What is asked:
Pick out and copy every line of the entries below that contains the word "hair".

------------------------------------------------------------

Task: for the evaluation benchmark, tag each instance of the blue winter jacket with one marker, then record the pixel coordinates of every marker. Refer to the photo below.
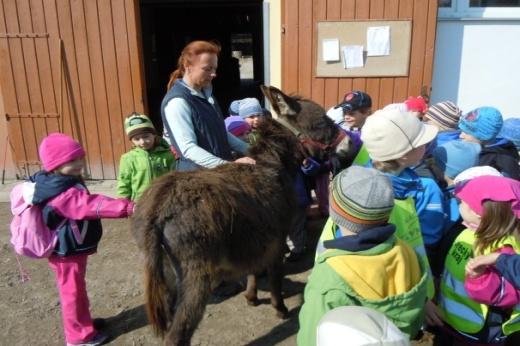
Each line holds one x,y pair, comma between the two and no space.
429,203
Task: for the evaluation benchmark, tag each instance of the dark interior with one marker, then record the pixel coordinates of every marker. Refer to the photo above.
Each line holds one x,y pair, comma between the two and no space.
167,26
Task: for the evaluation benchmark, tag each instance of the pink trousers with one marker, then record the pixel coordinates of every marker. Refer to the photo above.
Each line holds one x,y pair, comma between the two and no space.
70,279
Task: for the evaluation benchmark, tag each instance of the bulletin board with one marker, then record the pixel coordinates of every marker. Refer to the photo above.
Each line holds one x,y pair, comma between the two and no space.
396,64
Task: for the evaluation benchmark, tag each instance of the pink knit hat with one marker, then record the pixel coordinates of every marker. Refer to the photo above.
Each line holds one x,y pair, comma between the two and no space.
489,188
57,149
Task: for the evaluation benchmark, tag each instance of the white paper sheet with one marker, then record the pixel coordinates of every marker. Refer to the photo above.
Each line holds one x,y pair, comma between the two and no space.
331,49
378,40
352,56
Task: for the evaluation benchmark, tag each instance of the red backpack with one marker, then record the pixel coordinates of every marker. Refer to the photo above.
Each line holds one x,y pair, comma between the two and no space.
30,236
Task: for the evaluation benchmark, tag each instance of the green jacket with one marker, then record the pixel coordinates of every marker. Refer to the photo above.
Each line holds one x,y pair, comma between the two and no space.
328,286
138,167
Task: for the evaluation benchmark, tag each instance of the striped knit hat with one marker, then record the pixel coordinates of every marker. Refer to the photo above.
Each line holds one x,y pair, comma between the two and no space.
445,115
361,198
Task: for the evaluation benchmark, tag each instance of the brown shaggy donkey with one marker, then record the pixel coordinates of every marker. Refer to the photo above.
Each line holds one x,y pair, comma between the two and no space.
199,227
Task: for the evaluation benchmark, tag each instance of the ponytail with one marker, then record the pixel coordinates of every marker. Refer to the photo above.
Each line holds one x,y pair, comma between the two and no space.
188,55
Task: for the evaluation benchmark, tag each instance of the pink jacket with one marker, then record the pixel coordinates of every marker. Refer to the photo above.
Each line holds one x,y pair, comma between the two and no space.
83,211
491,288
78,204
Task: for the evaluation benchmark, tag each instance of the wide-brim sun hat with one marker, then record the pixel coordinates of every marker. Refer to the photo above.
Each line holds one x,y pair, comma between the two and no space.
389,134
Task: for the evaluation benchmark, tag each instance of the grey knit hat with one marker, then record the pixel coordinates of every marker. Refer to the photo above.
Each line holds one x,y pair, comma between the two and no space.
361,198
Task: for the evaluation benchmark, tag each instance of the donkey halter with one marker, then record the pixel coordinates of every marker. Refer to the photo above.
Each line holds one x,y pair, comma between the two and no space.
309,142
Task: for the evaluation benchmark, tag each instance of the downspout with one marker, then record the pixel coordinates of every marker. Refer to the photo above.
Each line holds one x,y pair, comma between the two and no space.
266,41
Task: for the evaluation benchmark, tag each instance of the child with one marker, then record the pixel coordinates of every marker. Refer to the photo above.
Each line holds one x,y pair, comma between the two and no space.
511,131
355,109
395,142
364,263
416,106
482,126
445,115
238,127
359,325
451,159
251,111
490,209
69,208
148,159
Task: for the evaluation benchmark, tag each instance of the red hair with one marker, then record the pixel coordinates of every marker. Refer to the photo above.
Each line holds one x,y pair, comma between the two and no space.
188,56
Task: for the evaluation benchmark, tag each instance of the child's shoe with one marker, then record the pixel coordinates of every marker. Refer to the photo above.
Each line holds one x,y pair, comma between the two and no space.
97,340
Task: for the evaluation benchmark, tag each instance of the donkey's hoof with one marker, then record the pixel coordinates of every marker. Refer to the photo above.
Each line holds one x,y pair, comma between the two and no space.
252,301
282,313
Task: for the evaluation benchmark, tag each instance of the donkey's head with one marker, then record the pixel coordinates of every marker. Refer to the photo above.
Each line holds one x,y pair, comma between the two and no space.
307,120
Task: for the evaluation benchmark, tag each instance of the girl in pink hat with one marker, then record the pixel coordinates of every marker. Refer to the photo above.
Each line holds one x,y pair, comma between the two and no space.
73,212
480,305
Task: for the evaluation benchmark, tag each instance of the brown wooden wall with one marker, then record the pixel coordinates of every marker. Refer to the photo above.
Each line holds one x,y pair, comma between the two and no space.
72,66
299,18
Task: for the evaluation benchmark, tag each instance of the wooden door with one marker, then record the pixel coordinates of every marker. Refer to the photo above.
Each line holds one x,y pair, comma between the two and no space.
70,66
299,18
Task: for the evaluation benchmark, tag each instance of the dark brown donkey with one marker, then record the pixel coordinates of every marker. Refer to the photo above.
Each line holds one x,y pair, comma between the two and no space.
197,228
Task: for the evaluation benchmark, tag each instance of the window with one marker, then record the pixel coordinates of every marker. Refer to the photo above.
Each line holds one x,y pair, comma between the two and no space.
494,3
479,9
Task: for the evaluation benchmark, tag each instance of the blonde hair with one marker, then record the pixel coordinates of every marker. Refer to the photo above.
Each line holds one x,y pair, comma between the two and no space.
188,56
498,222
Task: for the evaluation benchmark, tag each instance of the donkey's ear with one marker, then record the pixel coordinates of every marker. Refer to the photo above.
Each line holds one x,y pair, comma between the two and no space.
281,103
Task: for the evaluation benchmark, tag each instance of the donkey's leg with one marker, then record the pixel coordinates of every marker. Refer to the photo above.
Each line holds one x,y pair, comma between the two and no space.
275,274
251,291
193,295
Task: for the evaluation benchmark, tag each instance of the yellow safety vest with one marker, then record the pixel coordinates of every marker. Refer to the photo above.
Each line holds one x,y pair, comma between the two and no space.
459,310
408,229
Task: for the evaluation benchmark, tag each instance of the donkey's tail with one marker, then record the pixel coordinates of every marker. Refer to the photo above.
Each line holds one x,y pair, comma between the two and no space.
156,289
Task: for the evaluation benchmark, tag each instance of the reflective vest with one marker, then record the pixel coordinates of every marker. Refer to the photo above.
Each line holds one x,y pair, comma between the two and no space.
408,229
459,310
404,217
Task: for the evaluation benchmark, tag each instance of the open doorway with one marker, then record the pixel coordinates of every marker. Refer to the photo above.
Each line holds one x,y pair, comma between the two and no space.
168,25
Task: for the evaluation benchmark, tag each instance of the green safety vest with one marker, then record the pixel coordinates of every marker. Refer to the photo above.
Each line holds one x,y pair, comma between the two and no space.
404,217
408,229
459,310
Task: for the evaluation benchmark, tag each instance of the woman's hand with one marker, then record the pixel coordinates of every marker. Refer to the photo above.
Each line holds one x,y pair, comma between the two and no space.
246,159
476,266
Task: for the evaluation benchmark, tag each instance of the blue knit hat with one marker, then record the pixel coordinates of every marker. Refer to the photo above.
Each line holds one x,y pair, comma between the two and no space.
511,131
233,107
483,123
249,107
456,156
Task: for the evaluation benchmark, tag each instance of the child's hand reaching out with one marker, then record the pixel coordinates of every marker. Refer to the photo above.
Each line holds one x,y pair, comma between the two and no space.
476,266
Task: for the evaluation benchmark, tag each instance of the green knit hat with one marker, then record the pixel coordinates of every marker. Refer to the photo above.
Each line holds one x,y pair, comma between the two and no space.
361,198
136,124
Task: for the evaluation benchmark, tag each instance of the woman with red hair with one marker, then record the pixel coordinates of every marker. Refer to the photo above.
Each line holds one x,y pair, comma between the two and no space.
193,121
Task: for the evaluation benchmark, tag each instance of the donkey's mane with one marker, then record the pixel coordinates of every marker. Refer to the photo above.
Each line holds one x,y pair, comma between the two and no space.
276,145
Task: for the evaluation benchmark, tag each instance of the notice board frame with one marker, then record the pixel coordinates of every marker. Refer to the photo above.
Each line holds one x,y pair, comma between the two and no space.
397,64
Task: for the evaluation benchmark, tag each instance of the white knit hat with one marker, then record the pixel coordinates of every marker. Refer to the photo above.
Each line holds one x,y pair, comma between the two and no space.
358,326
389,134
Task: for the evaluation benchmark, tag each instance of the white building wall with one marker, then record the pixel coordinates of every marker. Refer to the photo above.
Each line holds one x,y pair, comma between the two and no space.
477,63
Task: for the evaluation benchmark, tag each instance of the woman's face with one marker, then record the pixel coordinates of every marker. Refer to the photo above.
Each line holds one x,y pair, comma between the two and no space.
203,70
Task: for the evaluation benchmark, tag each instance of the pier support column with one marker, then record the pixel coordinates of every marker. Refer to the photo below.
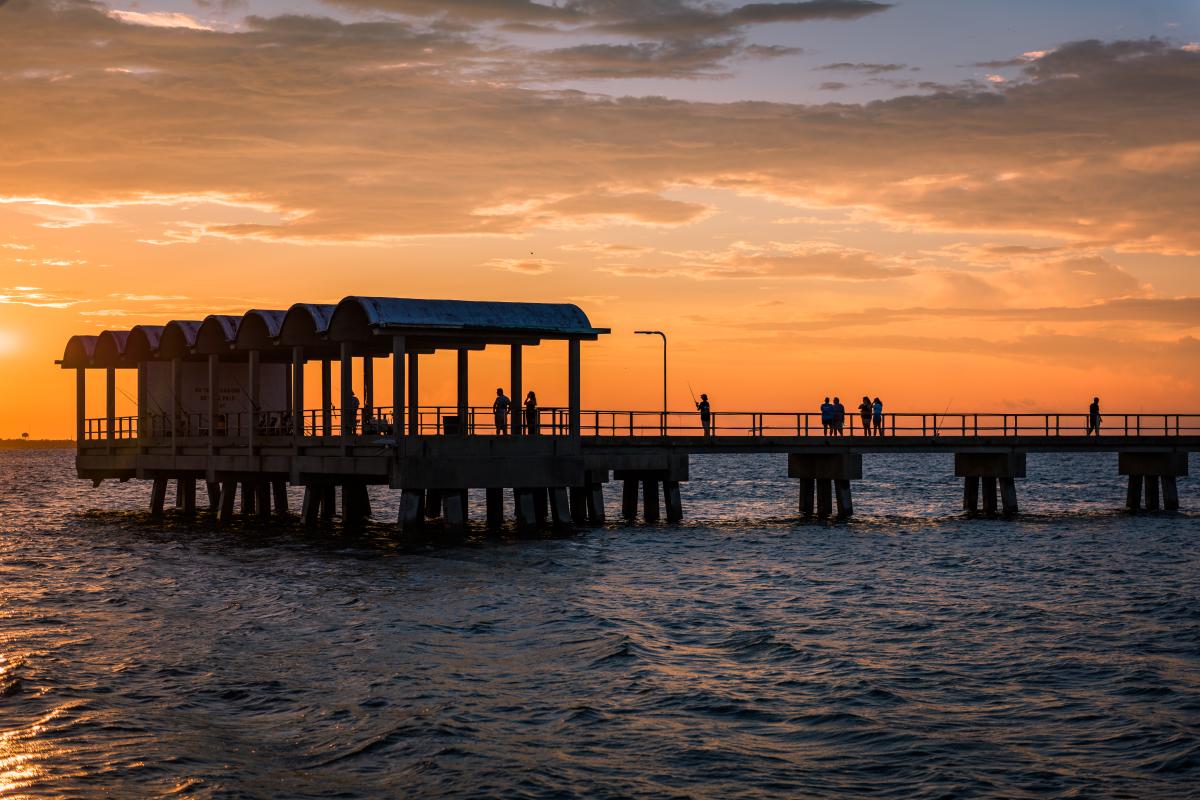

------------------------------------------------------------

Completed exercise:
Task: for the evaluation benchmark, tag each instance of the red hair with one marker, then record the pixel coordinates of every marker. Refer to the photo above.
Task: for the evaluation benchmark, tag each instance of the blonde hair with one marker, then record the pixel coordinates of every marker. Refer to the photo above.
Task: for the evaluation benchmark, tag each instance of the woman with red hair with one marker, then record the pixel coordinates of every marker. Refer to the photo above.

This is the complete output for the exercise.